So this was unprecedented.

אלא בכל דור ודור ראש בית דין או נביא שיהיה באותו הדור כותב לעצמו זכרון בשמועה ששמע מרבותיו והוא מלמד על פה ברבים וכן כל אחד ואחד כותב לעצמו כפי כוחו מביאור התורה מהלכותיה כמו ששמע ומדברים שנתחדשו בכל דור ודור בדינים שלא למדו מפי השמועה אלא במידה משלוש עשרה מידות והסכימו עליהם בית דין הגדול וכן היה הדבר תמיד עד רבנו הקדוש.

So the Rambam says keseder long before Rabbeinu ha-Kadosh came along people used to write down תורה שבעל פה. That wasn't that wasn't something revolutionary

בימות רבנו הקדוש. וכן היה הדבר תמיד עד רבנו הקדוש

that kol echad v'echad I'm splicing here was כותב לעצמו זכרון בשמועות וכן kol echad v'echad כותב לעצמו כפי כוחו מביאור התורה מהלכותיה. So people used to take notes. They used to take notes. What was totally totally novel is that until that point you couldn't share your notes with anyone. You couldn't share your notes. The notes were there to to to prompt a person's own memory but the teaching, the transmitting was purely ba'al peh. That's what the הרב זכר צדיק לברכה used to point out in these lines in the Rambam that for the Rambam when the Gemara says that דברים שבעל פה אי אתה רשאי אומרן בכתב it means in terms of mesirat ha-Torah. It doesn't mean that the cheftza was supposed to always be purely ba'al peh. It meant that in terms of mesirat ha-Torah the mesirat ha-Torah was supposed to be panim el panim was supposed to be you were supposed to be mekabel Torah entirely from a rebbi not from a rebbi and also mitokh haktav but entirely from a rebbi. So that’s, that’s so the Rambam l'shitaso, again, it’s nikrays Torah she-be-al peh, it’s not a cheftza shel Torah she-be-al peh, it’s nikrays Torah she-be-al peh, again, mitzad ha-cheftza, it’s peirush. It’s nikrays Torah she-be-al peh because Moshe Rabbeinu, the way he transmitted the peirush was bal peh, and therefore it’s nikrays Torah she-be-al peh, and that, that was the whole, the whole hanhaga of דברים שבעל פה אי אתה רשאי לכותבן. Again, was a hanhaga that related to mesiras hatorah. It was never a din in the cheftza shel Torah that it wasn’t nitam lehikosiv, it was a din in the mesiras hatorah. Ad kan devarav, that’s what the Rav pointed out, again, that it was, that it was again hanhaga in mesiras hatorah. The Rambam continues, ve-hu kibetz, hu meaning Rabbeinu HaKadosh, kibetz kol ha-shmuos, again, in the Hakdama to Mishneh Torah, let’s have a take a look.

▶ Set task A: Swap "hedge" for "shrub" in the stored rows, covering everything from the line containing "Where can the building" down to the line containing "<point>111,255</point>", and leave all else unchanged.

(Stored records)
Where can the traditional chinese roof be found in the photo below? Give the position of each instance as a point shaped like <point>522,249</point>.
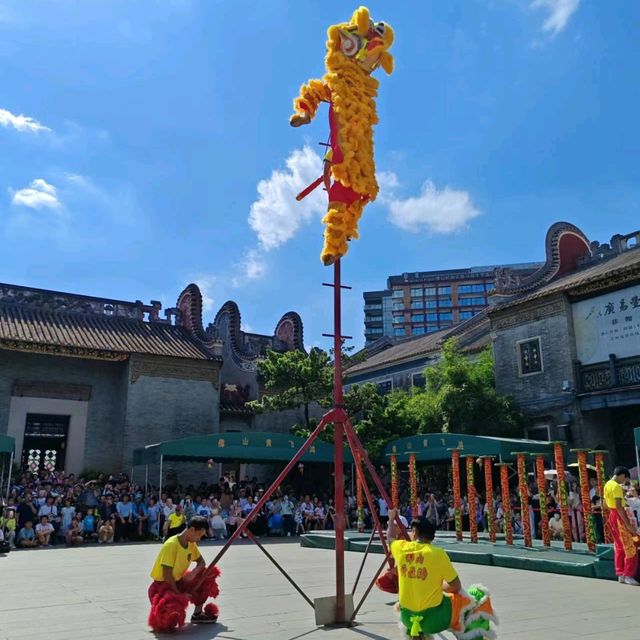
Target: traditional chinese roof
<point>25,328</point>
<point>473,335</point>
<point>587,278</point>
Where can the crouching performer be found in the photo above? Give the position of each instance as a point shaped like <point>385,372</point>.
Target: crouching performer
<point>174,586</point>
<point>431,597</point>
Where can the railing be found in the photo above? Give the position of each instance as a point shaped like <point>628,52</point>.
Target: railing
<point>614,374</point>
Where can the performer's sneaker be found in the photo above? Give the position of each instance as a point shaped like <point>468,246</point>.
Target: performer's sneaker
<point>203,618</point>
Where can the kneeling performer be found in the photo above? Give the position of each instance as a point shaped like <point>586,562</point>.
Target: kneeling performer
<point>174,586</point>
<point>431,597</point>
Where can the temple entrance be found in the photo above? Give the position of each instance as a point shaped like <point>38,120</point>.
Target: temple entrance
<point>45,442</point>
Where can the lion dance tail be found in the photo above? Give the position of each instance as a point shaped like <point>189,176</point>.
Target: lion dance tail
<point>341,223</point>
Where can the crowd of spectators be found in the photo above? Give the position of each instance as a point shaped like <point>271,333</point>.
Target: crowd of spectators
<point>53,508</point>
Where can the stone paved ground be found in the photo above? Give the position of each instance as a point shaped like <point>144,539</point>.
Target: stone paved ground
<point>100,592</point>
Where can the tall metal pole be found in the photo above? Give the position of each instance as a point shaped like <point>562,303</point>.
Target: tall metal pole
<point>338,402</point>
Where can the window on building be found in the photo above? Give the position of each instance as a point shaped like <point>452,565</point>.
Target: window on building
<point>471,288</point>
<point>417,380</point>
<point>472,302</point>
<point>384,386</point>
<point>530,356</point>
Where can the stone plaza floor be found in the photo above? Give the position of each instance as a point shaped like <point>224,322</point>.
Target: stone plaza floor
<point>100,592</point>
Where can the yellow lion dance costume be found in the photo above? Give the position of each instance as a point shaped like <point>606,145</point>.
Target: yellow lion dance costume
<point>354,50</point>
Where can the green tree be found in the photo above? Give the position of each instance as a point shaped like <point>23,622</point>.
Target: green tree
<point>295,379</point>
<point>460,396</point>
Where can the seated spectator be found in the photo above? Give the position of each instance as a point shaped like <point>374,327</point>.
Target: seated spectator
<point>153,515</point>
<point>556,528</point>
<point>175,523</point>
<point>27,536</point>
<point>44,530</point>
<point>8,526</point>
<point>217,526</point>
<point>74,534</point>
<point>124,519</point>
<point>89,525</point>
<point>106,531</point>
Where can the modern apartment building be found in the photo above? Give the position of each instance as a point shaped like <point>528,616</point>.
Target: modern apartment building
<point>422,302</point>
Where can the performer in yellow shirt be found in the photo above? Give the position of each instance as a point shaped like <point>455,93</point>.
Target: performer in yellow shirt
<point>431,596</point>
<point>622,530</point>
<point>174,586</point>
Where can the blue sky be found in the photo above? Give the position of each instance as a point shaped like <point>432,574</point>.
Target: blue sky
<point>145,145</point>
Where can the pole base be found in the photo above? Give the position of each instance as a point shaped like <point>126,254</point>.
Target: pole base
<point>326,611</point>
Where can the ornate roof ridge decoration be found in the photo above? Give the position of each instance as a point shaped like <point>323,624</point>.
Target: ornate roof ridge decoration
<point>59,301</point>
<point>566,248</point>
<point>189,308</point>
<point>294,341</point>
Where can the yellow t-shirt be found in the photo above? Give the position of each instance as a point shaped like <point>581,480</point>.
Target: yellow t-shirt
<point>173,554</point>
<point>175,520</point>
<point>612,490</point>
<point>421,570</point>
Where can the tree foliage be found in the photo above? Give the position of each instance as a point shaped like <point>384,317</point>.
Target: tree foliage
<point>294,379</point>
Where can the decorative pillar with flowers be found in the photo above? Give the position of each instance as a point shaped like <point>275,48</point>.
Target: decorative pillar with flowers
<point>394,481</point>
<point>589,524</point>
<point>506,501</point>
<point>542,494</point>
<point>600,472</point>
<point>523,491</point>
<point>413,486</point>
<point>562,494</point>
<point>457,497</point>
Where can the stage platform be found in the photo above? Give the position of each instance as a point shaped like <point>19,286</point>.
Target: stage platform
<point>555,559</point>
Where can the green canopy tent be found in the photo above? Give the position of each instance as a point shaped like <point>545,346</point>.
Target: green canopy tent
<point>436,447</point>
<point>7,450</point>
<point>257,446</point>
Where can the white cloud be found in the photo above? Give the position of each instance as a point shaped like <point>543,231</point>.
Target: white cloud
<point>38,195</point>
<point>439,211</point>
<point>21,122</point>
<point>559,12</point>
<point>276,216</point>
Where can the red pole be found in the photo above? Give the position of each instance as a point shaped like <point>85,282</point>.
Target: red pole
<point>339,441</point>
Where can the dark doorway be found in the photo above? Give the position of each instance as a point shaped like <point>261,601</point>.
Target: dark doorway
<point>45,442</point>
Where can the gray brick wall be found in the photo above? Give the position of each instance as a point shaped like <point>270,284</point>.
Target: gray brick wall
<point>104,421</point>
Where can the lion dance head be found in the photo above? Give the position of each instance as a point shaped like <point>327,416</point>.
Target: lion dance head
<point>355,49</point>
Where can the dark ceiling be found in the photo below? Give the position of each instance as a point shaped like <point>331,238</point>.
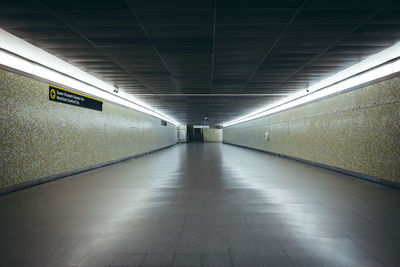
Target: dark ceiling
<point>216,58</point>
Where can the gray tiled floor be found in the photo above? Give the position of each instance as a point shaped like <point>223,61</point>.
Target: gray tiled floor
<point>202,205</point>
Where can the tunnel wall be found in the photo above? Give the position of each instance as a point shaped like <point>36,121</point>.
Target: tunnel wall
<point>42,138</point>
<point>212,134</point>
<point>358,131</point>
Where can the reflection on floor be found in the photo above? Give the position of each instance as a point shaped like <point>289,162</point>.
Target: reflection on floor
<point>202,205</point>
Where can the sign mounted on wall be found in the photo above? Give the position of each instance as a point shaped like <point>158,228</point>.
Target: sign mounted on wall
<point>58,94</point>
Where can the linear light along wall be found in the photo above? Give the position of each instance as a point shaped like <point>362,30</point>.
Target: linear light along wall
<point>30,59</point>
<point>370,69</point>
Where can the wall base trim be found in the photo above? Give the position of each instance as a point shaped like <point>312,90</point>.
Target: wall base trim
<point>336,169</point>
<point>13,188</point>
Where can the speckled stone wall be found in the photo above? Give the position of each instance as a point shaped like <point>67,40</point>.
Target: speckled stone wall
<point>40,138</point>
<point>357,131</point>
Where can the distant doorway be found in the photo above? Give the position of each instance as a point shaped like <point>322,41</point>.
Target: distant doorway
<point>194,134</point>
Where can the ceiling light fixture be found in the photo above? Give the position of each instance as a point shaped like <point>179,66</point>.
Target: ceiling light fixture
<point>27,58</point>
<point>370,69</point>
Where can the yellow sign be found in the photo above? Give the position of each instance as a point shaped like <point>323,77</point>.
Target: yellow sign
<point>52,93</point>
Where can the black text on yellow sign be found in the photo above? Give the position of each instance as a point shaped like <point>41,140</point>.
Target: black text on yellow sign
<point>61,95</point>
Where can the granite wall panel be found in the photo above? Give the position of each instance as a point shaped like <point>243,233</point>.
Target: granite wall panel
<point>40,138</point>
<point>357,131</point>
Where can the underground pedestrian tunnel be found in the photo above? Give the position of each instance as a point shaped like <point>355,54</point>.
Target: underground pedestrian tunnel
<point>199,133</point>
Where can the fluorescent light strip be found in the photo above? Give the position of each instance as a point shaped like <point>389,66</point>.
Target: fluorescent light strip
<point>363,72</point>
<point>32,60</point>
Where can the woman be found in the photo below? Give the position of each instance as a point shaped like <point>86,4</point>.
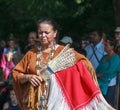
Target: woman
<point>107,71</point>
<point>12,104</point>
<point>37,88</point>
<point>7,63</point>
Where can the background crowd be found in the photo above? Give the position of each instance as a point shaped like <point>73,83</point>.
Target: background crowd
<point>103,52</point>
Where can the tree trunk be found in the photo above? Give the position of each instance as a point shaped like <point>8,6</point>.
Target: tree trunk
<point>116,5</point>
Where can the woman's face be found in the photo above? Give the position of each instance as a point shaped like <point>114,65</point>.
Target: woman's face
<point>46,34</point>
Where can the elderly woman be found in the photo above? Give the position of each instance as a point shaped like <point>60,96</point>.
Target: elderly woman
<point>54,77</point>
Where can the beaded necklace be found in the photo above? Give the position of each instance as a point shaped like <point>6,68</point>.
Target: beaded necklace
<point>41,61</point>
<point>40,64</point>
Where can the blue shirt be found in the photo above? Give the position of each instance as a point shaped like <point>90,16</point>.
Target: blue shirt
<point>99,51</point>
<point>109,68</point>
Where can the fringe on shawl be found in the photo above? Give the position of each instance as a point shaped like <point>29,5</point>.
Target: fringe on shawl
<point>57,101</point>
<point>29,97</point>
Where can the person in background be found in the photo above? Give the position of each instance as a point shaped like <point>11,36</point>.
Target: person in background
<point>12,104</point>
<point>31,41</point>
<point>6,62</point>
<point>117,35</point>
<point>107,71</point>
<point>66,40</point>
<point>117,48</point>
<point>95,50</point>
<point>56,77</point>
<point>2,46</point>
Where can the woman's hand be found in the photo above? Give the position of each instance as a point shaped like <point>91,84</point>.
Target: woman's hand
<point>35,80</point>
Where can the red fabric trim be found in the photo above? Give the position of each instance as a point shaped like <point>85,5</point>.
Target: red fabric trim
<point>77,86</point>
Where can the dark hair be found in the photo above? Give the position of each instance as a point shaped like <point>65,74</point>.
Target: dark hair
<point>49,21</point>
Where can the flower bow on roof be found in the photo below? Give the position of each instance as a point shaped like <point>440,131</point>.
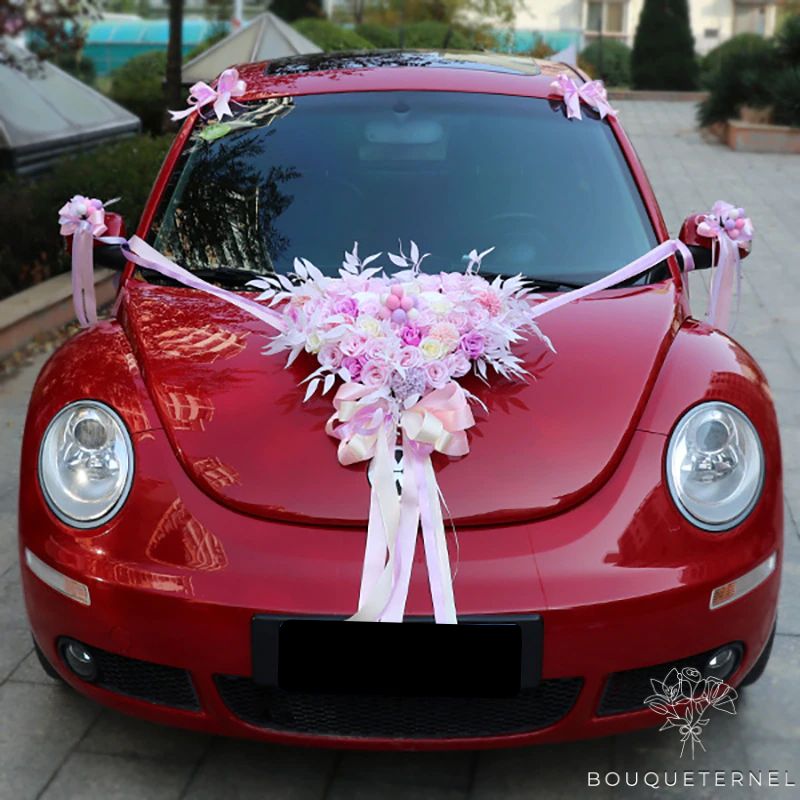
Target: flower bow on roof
<point>201,94</point>
<point>592,93</point>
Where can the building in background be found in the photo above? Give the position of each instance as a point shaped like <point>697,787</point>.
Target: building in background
<point>713,21</point>
<point>51,114</point>
<point>562,23</point>
<point>117,38</point>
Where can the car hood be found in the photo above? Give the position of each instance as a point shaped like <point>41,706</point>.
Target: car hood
<point>238,425</point>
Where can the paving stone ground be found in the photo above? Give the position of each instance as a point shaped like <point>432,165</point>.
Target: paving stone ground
<point>56,745</point>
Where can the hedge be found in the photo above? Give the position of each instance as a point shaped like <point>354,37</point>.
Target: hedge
<point>663,48</point>
<point>756,72</point>
<point>126,169</point>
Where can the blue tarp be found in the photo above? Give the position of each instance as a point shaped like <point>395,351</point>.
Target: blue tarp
<point>111,42</point>
<point>525,41</point>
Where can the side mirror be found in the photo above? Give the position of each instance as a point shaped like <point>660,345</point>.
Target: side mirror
<point>700,246</point>
<point>111,255</point>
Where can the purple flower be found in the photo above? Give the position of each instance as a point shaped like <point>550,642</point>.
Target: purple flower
<point>353,365</point>
<point>437,374</point>
<point>473,344</point>
<point>374,373</point>
<point>330,356</point>
<point>411,335</point>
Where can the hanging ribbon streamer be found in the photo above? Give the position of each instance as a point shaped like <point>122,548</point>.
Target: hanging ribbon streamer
<point>367,420</point>
<point>728,228</point>
<point>201,94</point>
<point>593,93</point>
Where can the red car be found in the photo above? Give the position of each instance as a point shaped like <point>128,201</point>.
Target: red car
<point>190,545</point>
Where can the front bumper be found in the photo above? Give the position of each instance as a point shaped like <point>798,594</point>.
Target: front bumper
<point>622,582</point>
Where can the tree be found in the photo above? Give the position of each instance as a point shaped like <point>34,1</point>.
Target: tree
<point>663,50</point>
<point>54,25</point>
<point>172,86</point>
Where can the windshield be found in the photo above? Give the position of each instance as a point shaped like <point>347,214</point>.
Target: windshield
<point>308,176</point>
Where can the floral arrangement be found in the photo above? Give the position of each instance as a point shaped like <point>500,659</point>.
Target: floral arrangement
<point>399,343</point>
<point>402,335</point>
<point>727,219</point>
<point>683,698</point>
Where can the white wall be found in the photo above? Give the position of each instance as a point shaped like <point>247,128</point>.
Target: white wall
<point>707,17</point>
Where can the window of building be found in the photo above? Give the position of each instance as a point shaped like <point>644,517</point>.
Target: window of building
<point>750,18</point>
<point>605,16</point>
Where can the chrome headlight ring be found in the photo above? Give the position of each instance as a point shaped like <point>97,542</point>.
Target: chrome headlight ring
<point>715,466</point>
<point>86,464</point>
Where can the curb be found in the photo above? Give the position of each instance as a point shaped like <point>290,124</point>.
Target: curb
<point>46,306</point>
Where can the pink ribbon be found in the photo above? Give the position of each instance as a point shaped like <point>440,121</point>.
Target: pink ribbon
<point>728,228</point>
<point>593,93</point>
<point>201,94</point>
<point>366,429</point>
<point>366,420</point>
<point>83,218</point>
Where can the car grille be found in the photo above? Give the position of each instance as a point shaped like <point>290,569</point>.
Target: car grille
<point>627,691</point>
<point>398,717</point>
<point>155,683</point>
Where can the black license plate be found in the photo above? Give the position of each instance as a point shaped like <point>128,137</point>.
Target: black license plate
<point>483,657</point>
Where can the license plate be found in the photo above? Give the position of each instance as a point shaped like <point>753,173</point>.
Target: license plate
<point>483,657</point>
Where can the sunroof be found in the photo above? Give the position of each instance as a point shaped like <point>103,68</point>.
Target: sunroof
<point>370,59</point>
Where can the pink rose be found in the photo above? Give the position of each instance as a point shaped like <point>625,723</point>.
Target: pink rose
<point>346,306</point>
<point>478,315</point>
<point>459,319</point>
<point>376,350</point>
<point>353,366</point>
<point>374,374</point>
<point>409,357</point>
<point>437,374</point>
<point>411,335</point>
<point>353,344</point>
<point>330,356</point>
<point>446,333</point>
<point>490,301</point>
<point>458,364</point>
<point>473,344</point>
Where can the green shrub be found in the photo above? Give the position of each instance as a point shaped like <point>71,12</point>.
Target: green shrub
<point>436,35</point>
<point>787,41</point>
<point>615,58</point>
<point>786,97</point>
<point>331,37</point>
<point>742,77</point>
<point>380,35</point>
<point>741,45</point>
<point>138,85</point>
<point>663,49</point>
<point>124,169</point>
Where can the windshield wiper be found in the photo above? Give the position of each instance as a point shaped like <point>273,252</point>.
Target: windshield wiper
<point>555,284</point>
<point>228,277</point>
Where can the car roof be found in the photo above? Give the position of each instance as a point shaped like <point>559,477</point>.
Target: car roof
<point>381,70</point>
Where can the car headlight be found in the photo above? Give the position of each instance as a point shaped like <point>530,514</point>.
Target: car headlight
<point>715,466</point>
<point>86,464</point>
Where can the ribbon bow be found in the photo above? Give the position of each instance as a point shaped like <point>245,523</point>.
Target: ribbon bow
<point>83,218</point>
<point>592,93</point>
<point>201,94</point>
<point>367,428</point>
<point>728,228</point>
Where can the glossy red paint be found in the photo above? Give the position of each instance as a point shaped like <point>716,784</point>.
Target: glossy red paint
<point>562,505</point>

▶ Set task B:
Answer these questions on the passage about the Rambam and the writing of the oral Torah:
(i) Until whom, according to the Rambam, did people keep writing notes for themselves?
(ii) What could a person not do with those notes before that point?
(iii) Why is it called Torah she-be-al peh?

▶ Response A:
Where can the building in background be found in the photo above? Give the position of each instance as a point shaped like <point>697,787</point>.
Target: building in background
<point>713,21</point>
<point>51,114</point>
<point>562,23</point>
<point>117,38</point>
Where can the car hood be found in the photo above? Give the position of each instance as a point shaped like <point>41,706</point>.
Target: car hood
<point>238,425</point>
Where can the paving stone ground be found in the photo above? Give the position of each instance as a point shaped like <point>432,165</point>.
Target: paving stone ground
<point>56,745</point>
Where can the shrub be found in the photo above? Give the position of each instance as a point shaped like <point>354,37</point>.
Target: shrub
<point>663,48</point>
<point>756,72</point>
<point>126,169</point>
Where can the blue tarp be found in the photo above? Give the position of each instance as a point shaped like <point>395,351</point>.
Target: blue tarp
<point>111,42</point>
<point>525,41</point>
Where can the side mirror be found in the photo above? Give the position of each instance as a point shaped like <point>660,345</point>.
Target: side mirror
<point>700,246</point>
<point>111,255</point>

▶ Response B:
(i) Until Rabbeinu ha-Kadosh.
(ii) A person could not share those notes with anyone.
(iii) Because Moshe Rabbeinu transmitted the peirush ba'al peh.